GOAL OF THE EXERCISE → The records should be written out in full, with nothing altered.

Dataset records:
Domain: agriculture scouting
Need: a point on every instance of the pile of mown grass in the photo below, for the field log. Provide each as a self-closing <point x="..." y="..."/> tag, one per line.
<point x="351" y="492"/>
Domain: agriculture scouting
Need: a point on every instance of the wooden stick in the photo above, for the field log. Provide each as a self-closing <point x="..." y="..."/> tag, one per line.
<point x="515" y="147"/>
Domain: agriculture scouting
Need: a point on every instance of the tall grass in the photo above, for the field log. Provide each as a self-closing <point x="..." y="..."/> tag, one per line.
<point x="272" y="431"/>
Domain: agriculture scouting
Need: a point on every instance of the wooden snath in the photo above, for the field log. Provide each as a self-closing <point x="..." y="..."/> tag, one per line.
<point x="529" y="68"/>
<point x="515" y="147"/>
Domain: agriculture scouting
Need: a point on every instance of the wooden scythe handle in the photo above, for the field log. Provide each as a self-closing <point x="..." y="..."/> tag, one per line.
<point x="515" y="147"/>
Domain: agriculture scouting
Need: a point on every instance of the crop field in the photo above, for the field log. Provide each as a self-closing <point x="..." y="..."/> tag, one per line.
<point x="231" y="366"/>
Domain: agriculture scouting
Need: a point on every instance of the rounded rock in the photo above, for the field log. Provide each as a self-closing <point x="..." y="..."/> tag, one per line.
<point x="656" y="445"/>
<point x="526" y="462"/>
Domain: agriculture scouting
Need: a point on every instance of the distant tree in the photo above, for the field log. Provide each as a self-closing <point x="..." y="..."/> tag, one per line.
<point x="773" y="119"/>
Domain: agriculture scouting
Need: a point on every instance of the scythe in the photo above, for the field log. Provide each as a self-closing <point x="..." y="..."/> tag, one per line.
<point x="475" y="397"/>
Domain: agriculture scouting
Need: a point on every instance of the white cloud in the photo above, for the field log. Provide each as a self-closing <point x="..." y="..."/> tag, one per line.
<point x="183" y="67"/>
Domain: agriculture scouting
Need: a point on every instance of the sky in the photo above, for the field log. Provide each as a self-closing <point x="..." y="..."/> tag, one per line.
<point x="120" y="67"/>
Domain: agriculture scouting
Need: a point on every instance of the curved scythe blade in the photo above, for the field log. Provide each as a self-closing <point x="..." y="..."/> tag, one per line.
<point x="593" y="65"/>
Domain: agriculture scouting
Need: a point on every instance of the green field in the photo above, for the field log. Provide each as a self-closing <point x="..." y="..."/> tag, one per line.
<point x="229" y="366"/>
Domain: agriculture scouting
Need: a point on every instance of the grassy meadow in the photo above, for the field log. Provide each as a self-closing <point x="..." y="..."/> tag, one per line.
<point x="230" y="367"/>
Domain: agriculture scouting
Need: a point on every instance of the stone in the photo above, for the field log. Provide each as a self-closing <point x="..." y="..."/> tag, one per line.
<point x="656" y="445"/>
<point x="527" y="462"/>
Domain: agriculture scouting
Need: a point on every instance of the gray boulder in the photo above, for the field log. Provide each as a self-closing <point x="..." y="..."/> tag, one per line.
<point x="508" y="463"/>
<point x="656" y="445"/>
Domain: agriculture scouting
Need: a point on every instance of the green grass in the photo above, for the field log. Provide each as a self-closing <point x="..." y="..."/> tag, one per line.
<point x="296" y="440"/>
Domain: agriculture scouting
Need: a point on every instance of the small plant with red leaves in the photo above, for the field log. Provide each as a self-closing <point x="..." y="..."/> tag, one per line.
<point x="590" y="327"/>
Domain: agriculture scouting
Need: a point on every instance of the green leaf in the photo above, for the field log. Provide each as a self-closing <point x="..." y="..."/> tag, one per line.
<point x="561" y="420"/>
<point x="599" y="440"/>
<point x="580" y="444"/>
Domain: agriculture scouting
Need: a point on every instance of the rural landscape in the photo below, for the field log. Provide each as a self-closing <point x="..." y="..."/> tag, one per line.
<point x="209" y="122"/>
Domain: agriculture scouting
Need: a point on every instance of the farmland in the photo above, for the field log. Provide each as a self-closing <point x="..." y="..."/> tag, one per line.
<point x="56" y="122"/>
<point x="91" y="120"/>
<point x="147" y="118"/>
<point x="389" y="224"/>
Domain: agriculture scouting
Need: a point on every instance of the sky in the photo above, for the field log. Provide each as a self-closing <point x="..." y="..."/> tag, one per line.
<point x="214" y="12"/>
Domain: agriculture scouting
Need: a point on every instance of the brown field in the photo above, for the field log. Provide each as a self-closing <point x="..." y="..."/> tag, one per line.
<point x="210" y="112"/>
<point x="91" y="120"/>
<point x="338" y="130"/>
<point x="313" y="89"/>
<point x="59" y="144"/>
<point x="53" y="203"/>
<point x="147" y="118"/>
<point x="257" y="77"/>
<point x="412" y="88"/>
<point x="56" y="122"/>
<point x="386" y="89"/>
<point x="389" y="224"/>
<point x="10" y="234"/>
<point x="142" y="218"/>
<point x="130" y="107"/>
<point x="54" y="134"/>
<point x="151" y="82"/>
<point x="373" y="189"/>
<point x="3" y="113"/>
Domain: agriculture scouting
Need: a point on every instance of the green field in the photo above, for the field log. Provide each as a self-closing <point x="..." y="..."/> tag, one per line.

OUTPUT BELOW →
Domain: agriculture scouting
Need: a point on every instance of the pile of mown grass in the photo below, for the field log. Provide each as a self-closing <point x="..." y="..."/> tag, one per line.
<point x="351" y="492"/>
Domain: agriculture scouting
Need: a point on every instance of the wooden stick in the photo above, for the field log. Provide each as a self-closing <point x="..." y="..."/> tag, one per line.
<point x="515" y="147"/>
Domain: agriculture scouting
Need: a point on every instance of the tall grass in the photo above, for the field log. Provide each as a self-closing <point x="..." y="..."/> tag, one per line.
<point x="272" y="431"/>
Domain: agriculture scouting
Need: a point on every instance of the wooden snath in the photo above, for the field log. Provide each as a self-closing <point x="..." y="..."/> tag, one per line.
<point x="529" y="68"/>
<point x="515" y="147"/>
Domain: agriculture scouting
Need: a point on every instance of the wooden scythe handle in the photo above, for the field log. Provide each as a self-closing <point x="..." y="..."/> tag, one per line.
<point x="515" y="147"/>
Domain: agriculture scouting
Need: a point on every instance of the crop field in the photo above, for the field log. Provide each as a self-closing <point x="..." y="..."/> tag, one per line.
<point x="231" y="366"/>
Domain: agriculture scouting
Need: a point on every instance of the rounded rock in the photo above, for the field log. Provide each as a self-closing <point x="..." y="..."/> tag, one per line.
<point x="656" y="445"/>
<point x="526" y="462"/>
Domain: agriculture scouting
Need: a point on every instance of the distant tree in the photo above, for the field log. Provide each as a self-closing <point x="..." y="..."/> tag, one per line.
<point x="773" y="119"/>
Domain: agriculture scouting
Need: a point on every instance of the scythe in the photo above, for the field log. Provide each as a self-closing <point x="..." y="..."/> tag, one per line.
<point x="475" y="397"/>
Domain: agriculture scouting
Need: a point on every instance of the white cloud in the photo above, for the field log. Provide each as a self-closing <point x="..." y="..."/> tag, one per line.
<point x="183" y="67"/>
Domain: agriculture scouting
Need: a point on every instance of the sky in the photo above, for the field log. Provide each as a self-closing <point x="..." y="..."/> tag, one per line.
<point x="120" y="67"/>
Domain: agriculture scouting
Need: a point on every instance of the curved scythe blade in the photo above, for the field log. Provide each as a self-closing <point x="..." y="..."/> tag, one per line.
<point x="593" y="65"/>
Domain: agriculture scouting
Need: a point on every instance of the green field in the photo above, for the field log. Provide each as a self-closing <point x="..." y="..."/> tag, one per line.
<point x="229" y="366"/>
Domain: agriculture scouting
Need: a point on every instance of the grassy meadow in the photo above, for the field log. Provide each as a self-closing <point x="..." y="..."/> tag, one per line.
<point x="230" y="367"/>
Domain: agriculture scouting
Need: a point on every instance of the stone in the photo above, for the field log. Provide each as a self-closing <point x="..." y="..."/> tag, one per line.
<point x="656" y="445"/>
<point x="527" y="462"/>
Domain: agriculture scouting
Need: a point on every instance of the gray boulder in the photo above, for the field log. Provide each as a self-closing <point x="..." y="..."/> tag, one per line.
<point x="508" y="463"/>
<point x="656" y="445"/>
Domain: agriculture scouting
Need: a point on every instance of the green grass in the photo above, for the field log. Provide each as a self-closing <point x="..." y="..."/> tag, one per line.
<point x="296" y="440"/>
Domain: agriculture scouting
Need: a point on every instance of the small plant with red leaves in the photo above, for the field log. Provide each as a self-closing <point x="..." y="..."/> tag, one per line.
<point x="590" y="327"/>
Domain: agriculture scouting
Need: a point on every instance of the green leaf in the photo above, for the field log. Provide each as a self-closing <point x="..." y="..."/> tag, one per line.
<point x="561" y="420"/>
<point x="599" y="440"/>
<point x="580" y="444"/>
Domain: agriculture scouting
Need: a point on every instance of the rural landscape in the photo below, for the field log. Provide each as a self-closing <point x="..." y="..."/> tag, one per line.
<point x="209" y="122"/>
Domain: agriculture scouting
Need: a point on every instance of the farmland in the photo above, for the field log. Provide each as a self-closing <point x="..." y="..."/> tag, one per line.
<point x="56" y="122"/>
<point x="91" y="120"/>
<point x="147" y="118"/>
<point x="389" y="224"/>
Domain: agriculture scouting
Need: a point on every instance of the sky in the photo above, for the field log. Provide each as a self-closing <point x="..." y="..."/> tag, one per line.
<point x="214" y="12"/>
Domain: agriculture scouting
Need: a point on every instance of the brown field in the photo above, for the field log. Provide each as a self-closing <point x="..." y="..."/> tag, one per line.
<point x="210" y="112"/>
<point x="91" y="120"/>
<point x="338" y="130"/>
<point x="313" y="89"/>
<point x="59" y="144"/>
<point x="53" y="203"/>
<point x="147" y="118"/>
<point x="257" y="77"/>
<point x="412" y="88"/>
<point x="56" y="122"/>
<point x="386" y="89"/>
<point x="389" y="224"/>
<point x="10" y="234"/>
<point x="142" y="218"/>
<point x="130" y="107"/>
<point x="54" y="134"/>
<point x="151" y="82"/>
<point x="373" y="189"/>
<point x="3" y="113"/>
Domain: agriculture scouting
Need: a point on every instance of the green field in the photo above, for the field log. Provide each as a self-closing <point x="..." y="..."/> tag, one per line.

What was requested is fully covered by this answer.